__简短题目 A__:
将下方关于爬取省市县乡村五级行政区划代码的文档逐字完整复制一遍。

前言
获取最新的省市县乡村五级字典数据代码
免责申明:爬取数据造成任何问题,概不负责,本文只做技术分享和学习。
网络上看到的都是三级的,而且超时后,错误也没处理,我在这里加了超时重试三次。
def get_response(self, url, attr):
i = 0
while i < 3:
try:
response = requests.get(url, timeout=5)
response.encoding = 'utf-8' # 编码转换
soup = BeautifulSoup(response.text, 'lxml')
table = soup.find_all('tbody')[1].tbody.tbody.table
if attr:
trs = table.find_all('tr', attrs={'class': attr})
else:
trs = table.find_all('tr')
return trs
except requests.exceptions.RequestException:
i += 1
print("请求超时")
一、运行环境
Python3.9
用到的Python+Interpreter
requests、BeautifulSoup、pymysql、lxml
二、python
# This is a sample Python script.
# Press ⌃R to execute it or replace it with your code.
# Press Double ⇧ to search everywhere for classes, files, tool windows, actions, and settings.
import requests
from bs4 import BeautifulSoup
import pymysql
import time
class Administrative(object):
def __init__(self):
self.db = pymysql.connect(host="127.0.0.1", port=3306,
database="jkgs",
charset="utf8mb4", user="root",
password="Smile2022")
self.main()
self.db.close()
def main(self):
base_url = 'http://www.stats.gov.cn/tjsj/tjbz/tjyqhdmhcxhfdm/2021/'
sql = "insert into area_2021 (area_code,area_name,parent_code,level) values (%s,%s,%s,%s)"

__简短题目 B__:
按比例缩放下方记录行中自含有“Target: cyclist”的那一行起直至记录行末尾的这一段(首尾两行均包括在内)：所有行照录，非坐标行亦保留原样；答案中的每个坐标数值乘以1.65后四舍五入为整数，恰为0.5时向上进位。仅输出这一段。

__所给记录__:
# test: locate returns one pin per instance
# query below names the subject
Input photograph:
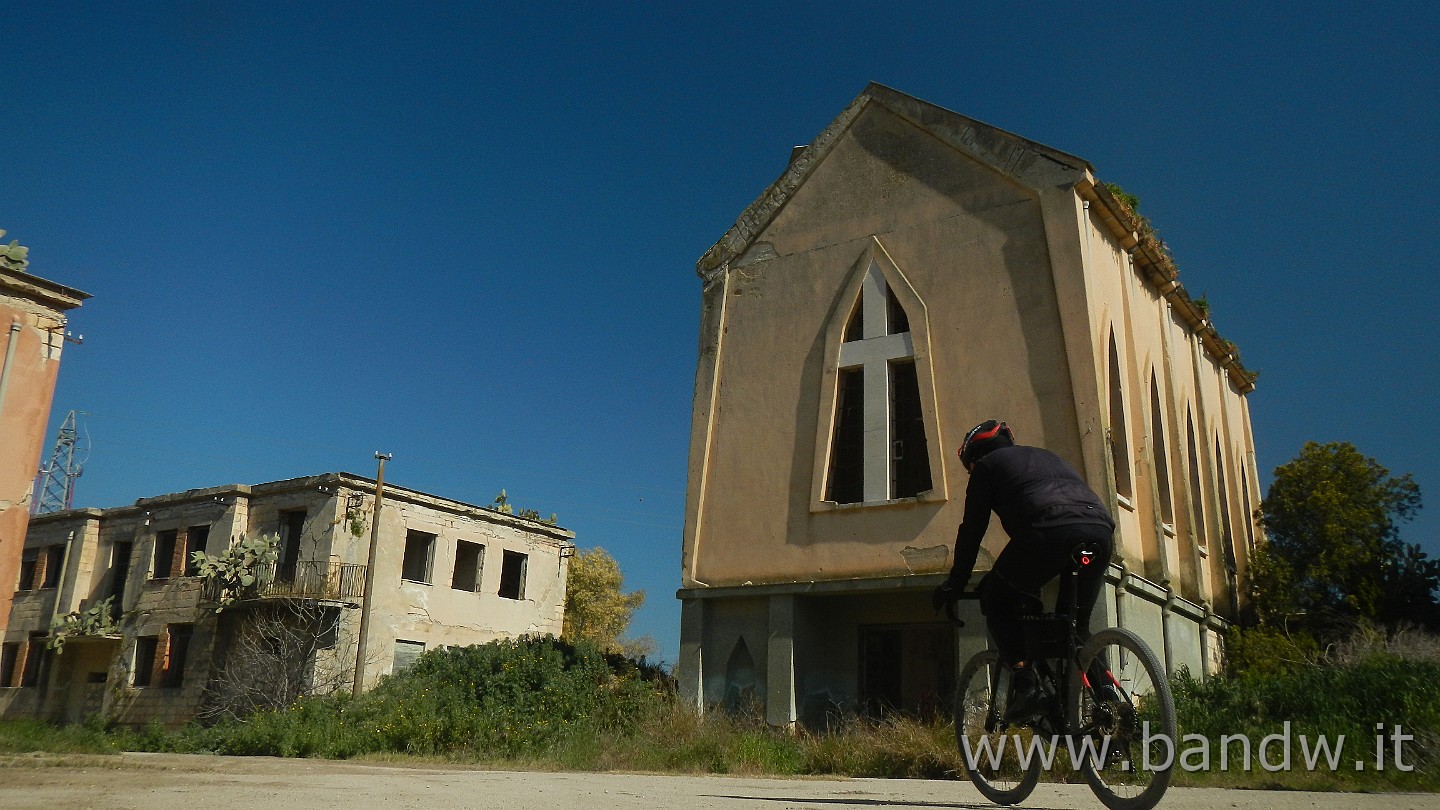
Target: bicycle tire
(1126, 722)
(981, 734)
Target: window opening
(468, 564)
(847, 461)
(144, 668)
(291, 528)
(29, 564)
(164, 554)
(909, 456)
(513, 575)
(9, 653)
(118, 577)
(176, 653)
(35, 660)
(195, 541)
(54, 561)
(1161, 457)
(419, 552)
(406, 655)
(879, 447)
(1119, 435)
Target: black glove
(943, 594)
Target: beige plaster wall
(974, 247)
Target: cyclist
(1047, 509)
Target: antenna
(55, 484)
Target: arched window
(879, 431)
(1119, 430)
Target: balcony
(306, 580)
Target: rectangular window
(9, 653)
(406, 653)
(419, 554)
(291, 528)
(909, 454)
(164, 554)
(118, 575)
(35, 652)
(513, 575)
(144, 666)
(847, 461)
(195, 539)
(29, 564)
(54, 562)
(470, 559)
(176, 655)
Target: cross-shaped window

__答复 A__:
前言
获取最新的省市县乡村五级字典数据代码
免责申明:爬取数据造成任何问题,概不负责,本文只做技术分享和学习。
网络上看到的都是三级的,而且超时后,错误也没处理,我在这里加了超时重试三次。
def get_response(self, url, attr):
i = 0
while i < 3:
try:
response = requests.get(url, timeout=5)
response.encoding = 'utf-8' # 编码转换
soup = BeautifulSoup(response.text, 'lxml')
table = soup.find_all('tbody')[1].tbody.tbody.table
if attr:
trs = table.find_all('tr', attrs={'class': attr})
else:
trs = table.find_all('tr')
return trs
except requests.exceptions.RequestException:
i += 1
print("请求超时")
一、运行环境
Python3.9
用到的Python+Interpreter
requests、BeautifulSoup、pymysql、lxml
二、python
# This is a sample Python script.
# Press ⌃R to execute it or replace it with your code.
# Press Double ⇧ to search everywhere for classes, files, tool windows, actions, and settings.
import requests
from bs4 import BeautifulSoup
import pymysql
import time
class Administrative(object):
def __init__(self):
self.db = pymysql.connect(host="127.0.0.1", port=3306,
database="jkgs",
charset="utf8mb4", user="root",
password="Smile2022")
self.main()
self.db.close()
def main(self):
base_url = 'http://www.stats.gov.cn/tjsj/tjbz/tjyqhdmhcxhfdm/2021/'
sql = "insert into area_2021 (area_code,area_name,parent_code,level) values (%s,%s,%s,%s)"

__答复 B__:
Target: cyclist
(1728, 840)
Target: antenna
(91, 799)
Target: arched window
(1450, 711)
(1846, 710)
Target: balcony
(505, 957)
Target: rectangular window
(15, 1077)
(670, 1077)
(691, 914)
(480, 871)
(1500, 749)
(271, 914)
(195, 949)
(58, 1076)
(846, 949)
(238, 1099)
(1398, 761)
(322, 889)
(48, 931)
(89, 927)
(776, 922)
(290, 1081)
Target: cross-shaped window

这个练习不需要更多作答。